STATED EXERCISE A
Copy the mlx5 patch description from "Prathamesh Deshpande posted" to "shared error path.".
STATED EXERCISE B
According to the mlx5 patch description, what field does the unwind path dereference when eventfd_ctx_fdget() fails?

PASSAGE SHOWN
+ + +
[PATCH rdma v1] RDMA/mlx5: Fix devx subscribe-event unwind NULL dereference

Prathamesh Deshpande posted 1 patch 1 month, 3 weeks ago
There is a newer version of this series
drivers/infiniband/hw/mlx5/devx.c | 9 ++++++---
1 file changed, 6 insertions(+), 3 deletions(-)
[PATCH rdma v1] RDMA/mlx5: Fix devx subscribe-event unwind NULL dereference
Posted by Prathamesh Deshpande 1 month, 3 weeks ago
MLX5_IB_METHOD_DEVX_SUBSCRIBE_EVENT() links event_sub into sub_list
before initializing the fields used by the shared error path.

If eventfd_ctx_fdget() then fails, the unwind path dereferences
event_sub->ev_file in uverbs_uobject_put() and calls
subscribe_event_xa_dealloc() with event_sub->xa_key_level1 still unset.

Also, if kzalloc_obj() for event_sub fails after
subscribe_event_xa_alloc() succeeds, the current iteration is not yet
tracked in sub_list, so the shared unwind path cannot undo the XA
allocation.

Initialize the shared-unwind fields before linking event_sub into
sub_list and explicitly unwind the XA allocation on event_sub allocation
failure.
+ + +
DATA LISTING
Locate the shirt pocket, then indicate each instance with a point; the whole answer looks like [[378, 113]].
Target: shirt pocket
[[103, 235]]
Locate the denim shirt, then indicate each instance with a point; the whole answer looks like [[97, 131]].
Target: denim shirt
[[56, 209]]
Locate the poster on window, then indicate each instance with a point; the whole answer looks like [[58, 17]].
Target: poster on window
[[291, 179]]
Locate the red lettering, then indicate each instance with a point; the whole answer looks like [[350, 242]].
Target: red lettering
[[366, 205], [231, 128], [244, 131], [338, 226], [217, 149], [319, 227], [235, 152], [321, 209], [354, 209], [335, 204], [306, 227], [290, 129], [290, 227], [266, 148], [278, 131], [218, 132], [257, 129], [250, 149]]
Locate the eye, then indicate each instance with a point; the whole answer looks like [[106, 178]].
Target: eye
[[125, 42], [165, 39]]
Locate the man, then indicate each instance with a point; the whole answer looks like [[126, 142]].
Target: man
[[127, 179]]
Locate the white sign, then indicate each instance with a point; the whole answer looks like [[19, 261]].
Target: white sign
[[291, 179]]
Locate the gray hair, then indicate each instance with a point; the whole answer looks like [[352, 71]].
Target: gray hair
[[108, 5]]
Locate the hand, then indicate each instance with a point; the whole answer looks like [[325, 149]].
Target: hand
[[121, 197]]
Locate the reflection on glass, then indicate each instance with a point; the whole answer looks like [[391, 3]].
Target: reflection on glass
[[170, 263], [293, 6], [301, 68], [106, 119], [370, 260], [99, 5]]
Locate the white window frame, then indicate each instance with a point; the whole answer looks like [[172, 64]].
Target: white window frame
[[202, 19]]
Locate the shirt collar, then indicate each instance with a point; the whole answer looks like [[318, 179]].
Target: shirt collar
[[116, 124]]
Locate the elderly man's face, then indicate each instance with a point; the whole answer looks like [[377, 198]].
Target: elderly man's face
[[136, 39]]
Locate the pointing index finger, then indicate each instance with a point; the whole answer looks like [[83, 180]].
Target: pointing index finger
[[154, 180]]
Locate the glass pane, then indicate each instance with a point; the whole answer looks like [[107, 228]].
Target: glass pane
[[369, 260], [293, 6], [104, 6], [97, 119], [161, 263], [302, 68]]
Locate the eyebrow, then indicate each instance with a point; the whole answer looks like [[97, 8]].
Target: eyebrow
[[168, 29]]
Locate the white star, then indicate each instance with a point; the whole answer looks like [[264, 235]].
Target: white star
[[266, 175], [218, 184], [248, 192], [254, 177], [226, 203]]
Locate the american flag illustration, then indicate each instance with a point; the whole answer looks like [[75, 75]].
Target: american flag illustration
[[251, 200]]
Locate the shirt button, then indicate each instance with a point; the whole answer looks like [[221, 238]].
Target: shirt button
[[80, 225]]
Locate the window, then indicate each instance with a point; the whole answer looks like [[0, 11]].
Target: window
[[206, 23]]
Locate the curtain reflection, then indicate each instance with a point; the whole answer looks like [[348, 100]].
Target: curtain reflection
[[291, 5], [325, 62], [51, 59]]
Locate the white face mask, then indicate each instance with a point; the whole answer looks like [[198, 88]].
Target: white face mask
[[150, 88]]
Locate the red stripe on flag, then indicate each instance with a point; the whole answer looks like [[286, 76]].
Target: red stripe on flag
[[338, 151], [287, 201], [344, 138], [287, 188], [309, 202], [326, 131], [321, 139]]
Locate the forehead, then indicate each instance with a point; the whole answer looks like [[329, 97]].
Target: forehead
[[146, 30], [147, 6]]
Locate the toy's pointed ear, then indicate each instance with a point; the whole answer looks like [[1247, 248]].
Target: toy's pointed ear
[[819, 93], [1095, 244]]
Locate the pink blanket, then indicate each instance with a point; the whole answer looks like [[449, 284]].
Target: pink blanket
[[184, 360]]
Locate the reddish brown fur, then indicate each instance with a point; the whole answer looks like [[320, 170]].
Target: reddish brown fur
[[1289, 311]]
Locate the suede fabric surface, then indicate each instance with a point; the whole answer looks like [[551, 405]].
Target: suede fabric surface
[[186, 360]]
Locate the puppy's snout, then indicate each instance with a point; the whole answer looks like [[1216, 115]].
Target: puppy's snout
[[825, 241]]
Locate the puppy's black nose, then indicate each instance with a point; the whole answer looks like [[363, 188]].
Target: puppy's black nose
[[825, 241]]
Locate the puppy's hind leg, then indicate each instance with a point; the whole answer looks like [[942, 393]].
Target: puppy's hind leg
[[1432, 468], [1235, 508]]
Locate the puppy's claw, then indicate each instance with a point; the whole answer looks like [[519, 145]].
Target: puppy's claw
+ + +
FULL SOLUTION A
Prathamesh Deshpande posted 1 patch 1 month, 3 weeks ago
There is a newer version of this series
drivers/infiniband/hw/mlx5/devx.c | 9 ++++++---
1 file changed, 6 insertions(+), 3 deletions(-)
[PATCH rdma v1] RDMA/mlx5: Fix devx subscribe-event unwind NULL dereference
Posted by Prathamesh Deshpande 1 month, 3 weeks ago
MLX5_IB_METHOD_DEVX_SUBSCRIBE_EVENT() links event_sub into sub_list
before initializing the fields used by the shared error path.

FULL SOLUTION B
event_sub->ev_file, in uverbs_uobject_put().